> WHAT TO DO
Write each entry out once more, please, precisely as shown.

> ENTRIES SUPPLIED

++++++++++++++++++++

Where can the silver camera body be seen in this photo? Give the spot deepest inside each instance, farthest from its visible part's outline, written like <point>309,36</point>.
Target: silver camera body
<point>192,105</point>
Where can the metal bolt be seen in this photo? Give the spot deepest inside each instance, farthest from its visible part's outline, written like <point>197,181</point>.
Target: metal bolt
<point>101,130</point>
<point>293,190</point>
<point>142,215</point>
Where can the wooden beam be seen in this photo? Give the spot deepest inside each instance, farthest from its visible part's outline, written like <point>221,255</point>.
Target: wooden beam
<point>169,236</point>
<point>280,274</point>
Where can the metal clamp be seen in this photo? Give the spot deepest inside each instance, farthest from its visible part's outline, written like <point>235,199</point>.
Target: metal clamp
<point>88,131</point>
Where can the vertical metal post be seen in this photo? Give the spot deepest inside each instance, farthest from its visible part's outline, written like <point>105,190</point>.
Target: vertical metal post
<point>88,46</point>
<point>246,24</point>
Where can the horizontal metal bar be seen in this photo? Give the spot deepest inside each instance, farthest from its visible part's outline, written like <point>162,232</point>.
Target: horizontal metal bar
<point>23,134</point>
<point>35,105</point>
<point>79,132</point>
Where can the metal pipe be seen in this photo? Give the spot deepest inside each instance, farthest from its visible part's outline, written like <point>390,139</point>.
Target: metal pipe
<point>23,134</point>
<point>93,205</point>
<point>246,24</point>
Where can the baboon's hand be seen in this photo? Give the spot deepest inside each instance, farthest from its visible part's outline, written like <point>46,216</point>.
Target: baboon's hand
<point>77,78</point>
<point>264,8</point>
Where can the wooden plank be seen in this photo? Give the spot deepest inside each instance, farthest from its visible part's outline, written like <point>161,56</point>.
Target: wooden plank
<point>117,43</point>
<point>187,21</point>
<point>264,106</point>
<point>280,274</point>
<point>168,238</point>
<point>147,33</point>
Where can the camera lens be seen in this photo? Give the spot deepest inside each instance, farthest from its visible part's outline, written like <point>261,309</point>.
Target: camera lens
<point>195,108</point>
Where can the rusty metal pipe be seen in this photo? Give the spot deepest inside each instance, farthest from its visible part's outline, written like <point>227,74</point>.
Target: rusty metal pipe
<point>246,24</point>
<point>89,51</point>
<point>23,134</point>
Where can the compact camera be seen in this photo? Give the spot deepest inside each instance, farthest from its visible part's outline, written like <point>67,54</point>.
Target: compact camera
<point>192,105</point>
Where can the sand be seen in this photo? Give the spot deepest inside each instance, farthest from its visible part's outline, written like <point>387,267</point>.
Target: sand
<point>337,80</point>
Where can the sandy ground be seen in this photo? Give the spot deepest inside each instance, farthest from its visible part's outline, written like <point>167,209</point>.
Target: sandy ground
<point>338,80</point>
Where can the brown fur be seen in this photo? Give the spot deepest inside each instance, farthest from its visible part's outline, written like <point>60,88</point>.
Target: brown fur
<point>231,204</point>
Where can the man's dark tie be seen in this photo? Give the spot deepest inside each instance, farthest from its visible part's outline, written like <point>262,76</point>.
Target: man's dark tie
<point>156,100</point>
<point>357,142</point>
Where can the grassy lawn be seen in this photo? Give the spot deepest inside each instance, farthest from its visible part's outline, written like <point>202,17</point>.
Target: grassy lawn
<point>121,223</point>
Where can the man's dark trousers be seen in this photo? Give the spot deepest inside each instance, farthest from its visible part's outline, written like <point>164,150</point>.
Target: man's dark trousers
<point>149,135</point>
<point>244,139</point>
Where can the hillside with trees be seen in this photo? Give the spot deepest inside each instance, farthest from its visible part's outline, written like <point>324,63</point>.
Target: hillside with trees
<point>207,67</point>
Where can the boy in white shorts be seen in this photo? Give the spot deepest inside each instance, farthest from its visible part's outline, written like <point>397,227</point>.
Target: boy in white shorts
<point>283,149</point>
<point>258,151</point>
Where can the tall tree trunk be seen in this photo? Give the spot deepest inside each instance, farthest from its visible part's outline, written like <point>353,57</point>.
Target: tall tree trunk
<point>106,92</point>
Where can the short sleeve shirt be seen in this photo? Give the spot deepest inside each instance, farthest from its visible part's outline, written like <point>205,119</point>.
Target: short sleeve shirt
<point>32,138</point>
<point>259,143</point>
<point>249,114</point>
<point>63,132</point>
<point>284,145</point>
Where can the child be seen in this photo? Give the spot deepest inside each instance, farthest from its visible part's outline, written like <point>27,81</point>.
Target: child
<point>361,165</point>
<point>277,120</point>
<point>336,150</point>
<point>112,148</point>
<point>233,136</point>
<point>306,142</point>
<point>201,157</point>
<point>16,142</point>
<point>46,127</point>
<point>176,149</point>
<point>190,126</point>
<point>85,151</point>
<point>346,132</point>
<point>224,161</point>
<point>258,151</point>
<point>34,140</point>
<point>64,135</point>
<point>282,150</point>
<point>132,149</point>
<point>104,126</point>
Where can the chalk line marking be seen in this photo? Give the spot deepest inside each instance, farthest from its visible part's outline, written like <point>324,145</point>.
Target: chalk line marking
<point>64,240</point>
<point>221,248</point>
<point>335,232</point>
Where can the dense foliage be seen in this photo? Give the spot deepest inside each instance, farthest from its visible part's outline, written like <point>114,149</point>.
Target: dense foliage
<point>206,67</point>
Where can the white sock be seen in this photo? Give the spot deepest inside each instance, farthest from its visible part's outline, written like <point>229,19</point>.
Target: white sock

++++++++++++++++++++

> SOLUTION FOR THIS EXERCISE
Where can the silver camera body be seen in this photo? Give the spot deepest inside each instance, farthest from its visible part's outline, written like <point>309,36</point>.
Target: silver camera body
<point>192,105</point>
Where can the metal bolt be seen in this photo? Give the spot deepest inside each instance, farthest from its visible part's outline, written like <point>197,181</point>.
Target: metal bolt
<point>101,130</point>
<point>293,190</point>
<point>142,215</point>
Where can the wooden beam be seen in this photo? Give the spot deepest inside each instance, farthest from its visible part's outline, written like <point>221,255</point>.
Target: wooden beam
<point>169,236</point>
<point>280,274</point>
Where can the metal clamp be seen in this photo? Give the spot deepest inside each instance, farthest from its visible part's outline, written like <point>235,199</point>.
Target: metal clamp
<point>88,131</point>
Where can the vertical metal post be seen in this photo? Give the spot deepest inside each instance, farthest from its visible part's outline, written like <point>105,190</point>.
Target: vertical metal post
<point>88,46</point>
<point>246,24</point>
Where can the horizontal metal bar be seen in this photo? Give the spot deepest inside each instance, farthest from its visible part's outline, written like <point>162,232</point>.
Target: horizontal metal bar
<point>23,134</point>
<point>35,105</point>
<point>79,132</point>
Where can the metal pipe be seen in this photo? Give the spot deepest inside each instance, farthest from its visible part's outline, written like <point>390,139</point>.
Target: metal pipe
<point>23,134</point>
<point>93,205</point>
<point>246,24</point>
Where can the baboon's hand be seen in this photo? Give the spot deepest inside each instance, farthest from its visible part's outline, written like <point>46,216</point>.
Target: baboon's hand
<point>77,78</point>
<point>264,8</point>
Where can the wooden plank be seen in this photo? Give the spot deepest inside each instance, farthest from its visible part's outline, written like <point>161,56</point>.
Target: wooden plank
<point>117,43</point>
<point>187,21</point>
<point>264,106</point>
<point>280,274</point>
<point>168,238</point>
<point>147,33</point>
Where can the camera lens be seen in this photo? Give the spot deepest inside each instance, farthest from its visible part's outline, written like <point>261,309</point>.
Target: camera lens
<point>195,108</point>
Where can the rusty metal pipe be seen in this photo? Give the spot deepest inside each instance, farthest from its visible part's outline, written like <point>227,74</point>.
Target: rusty metal pipe
<point>246,24</point>
<point>89,51</point>
<point>23,134</point>
Where can the compact camera be seen in this photo? Give the spot deepest inside each instance, farthest from its visible part's outline, written like <point>67,54</point>.
Target: compact camera
<point>192,105</point>
Where can the sand be seen in this photo? Give the spot deepest inside each instance, farthest from its visible part's outline, written like <point>387,267</point>.
Target: sand
<point>337,80</point>
Where can the sandy ground be seen in this photo? Give the spot deepest inside each instance, farthest from its visible part's outline, written like <point>167,209</point>.
Target: sandy ground
<point>338,80</point>
Where can the brown fur be seen in this photo? Give the spot deepest inside each instance, farthest from its visible part's outline, written like <point>60,88</point>.
Target: brown fur
<point>231,204</point>
Where can the man's dark tie be seen in this photo? Give the spot deepest inside each instance, farthest from its visible part's outline, written like <point>262,76</point>.
Target: man's dark tie
<point>156,100</point>
<point>357,142</point>
Where can the grassy lawn be seen in this photo? Give the spot deepest inside each instance, farthest from its visible part's outline, written like <point>202,17</point>.
Target: grassy lawn
<point>121,223</point>
Where can the man's dark trousers be seen in this photo? Give the spot deepest inside each instance, farthest from its visible part's outline, written like <point>164,150</point>.
Target: man's dark trousers
<point>149,135</point>
<point>244,139</point>
Where can the hillside with trees be seen in this photo? Give the spot deepest inside each instance, farthest from its visible part's outline, written like <point>324,63</point>.
Target: hillside with trees
<point>207,67</point>
Where can the boy in white shorts be seen in this photo? Give the spot deepest inside each instance, farthest from its visible part's outline, written like <point>397,227</point>.
Target: boy in white shorts
<point>283,149</point>
<point>258,151</point>
Where can the tall tree trunk be seen in this photo? Give the spot deepest inside each instance, farthest from its visible part's outline, written like <point>353,57</point>.
Target: tall tree trunk
<point>106,92</point>
Where can the short sleeve shirt be seen in this photo? Give the spot deepest inside each instance, farthest from its visible part's outline, written like <point>205,119</point>.
Target: short sleeve shirt
<point>32,138</point>
<point>259,143</point>
<point>249,114</point>
<point>63,132</point>
<point>284,145</point>
Where can the child be seen in this photo? Give the spot deepest inside each instance, farthest from its visible part's outline, written like <point>27,81</point>.
Target: child
<point>361,165</point>
<point>277,120</point>
<point>336,150</point>
<point>112,148</point>
<point>233,136</point>
<point>306,142</point>
<point>201,157</point>
<point>16,142</point>
<point>46,127</point>
<point>176,149</point>
<point>190,126</point>
<point>85,151</point>
<point>346,132</point>
<point>224,161</point>
<point>258,151</point>
<point>34,140</point>
<point>64,135</point>
<point>282,150</point>
<point>132,149</point>
<point>104,126</point>
Where can the chalk line marking be seen in this photo? Give the spot deepest inside each instance, farthest from its visible part's outline, written like <point>324,145</point>.
Target: chalk line marking
<point>64,240</point>
<point>221,248</point>
<point>335,232</point>
Where can the dense foliage be seen in this photo? Give the spot deepest inside each instance, farthest from its visible part's outline, written like <point>114,149</point>.
Target: dense foliage
<point>206,67</point>
Where can the white sock be seen in this photo? Give the spot deepest inside each instance, farthest from its visible part's outline, written like <point>229,19</point>.
Target: white sock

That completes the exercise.